▶ Задания для выполнения
A – Куда, по словам полковника из отрывка, он едет к семье?
B – Выпишите все географические названия из отрывка.

▶ Отрывок текста
------------------------

– Артистка? – спросил он меня, усевшись.
– Нет. Педагог.
– А что преподаёте?
– Литературу.
– О-о! Мой любимый предмет. А украинских поэтов знаете, любите? Побалуйте каким-нибудь отрывочком…
Узнав, что я никогда не видела Киева, генерал предложил домчать до Крещатика на машине, которая будет его встречать. Пообещал: за полчаса стоянки поезда «успеете не только на град глянуть, но и зайтись от восхищения». Василий Иванович с жаром поддержал затею. Киев мне, разумеется, увидеть хотелось; я почти согласилась. Но когда на подъезде к украинской столице один и другой вышли из купе при всех своих регалиях, оповещавших об их принадлежности к верхам военного сословия, я с ощущением фиктивности ситуации сослалась на какое-то «не могу» и от экстравагантной поездки по Киеву – отказалась. Мир этих людей был мне решительно чужд и незнаком.
С перрона киевского вокзала полковник вернулся с ворохом фруктов и снеди. Прибегнув к обходному манёвру, принялся рассказывать о рождении сына, которого ещё не видел, а только сейчас вот едет в Тирасполь к семье. Но спустя какое-то время предпринял очередной раунд атаки:
– Расскажите: что у вас стряслось на самом деле? Честно: что?
Какое-то из «лиц» попутчика не совпадало с расхожим представлением о военном звании.
– Я должна рассказывать вам, что у меня случилось «на самом деле»?
– Разумеется, не должны. Я прошу об этом… Признаться, сам не знаю почему. Но мне как-то надо знать, что с вами приключилось, и всё тут.
Новая обойма его вопросов была уже явным перебором. И в нарушение здравого смысла я с неожиданным вызовом спросила:
– Слышали про пятьдесят восьмую статью? Так вот, я отсидела солидный срок по этой статье. Идёт третий год, как освободилась. Откуда-то и куда-то еду. Работы нет. Дома нет. Вот такая история.
На собеседника я не глядела. Я хорошо знала, что происходит, когда на подобные расспросы следовал прямой, как шомпол, ответ про 58-ю статью. Чаще всего лицо огорошенного собеседника цепенело, будто ему нанесли личное оскорбление, и он тут же устранялся от дальнейших разговоров вообще. Интонация очередного вопроса моего попутчика оказалась ни на что такое не похожа. С неожиданной и неправдоподобной бережностью он произнёс:
– …Как же вы выдюжили такое?.. Как вынесли?.. Прорвались через это – как?

------------------------

▶ Исходные материалы
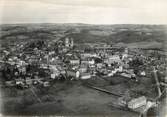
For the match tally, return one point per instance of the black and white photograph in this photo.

------------------------

▶ Ответы к заданиям
A – В Тирасполь.

B – Киев, Крещатик, Тирасполь.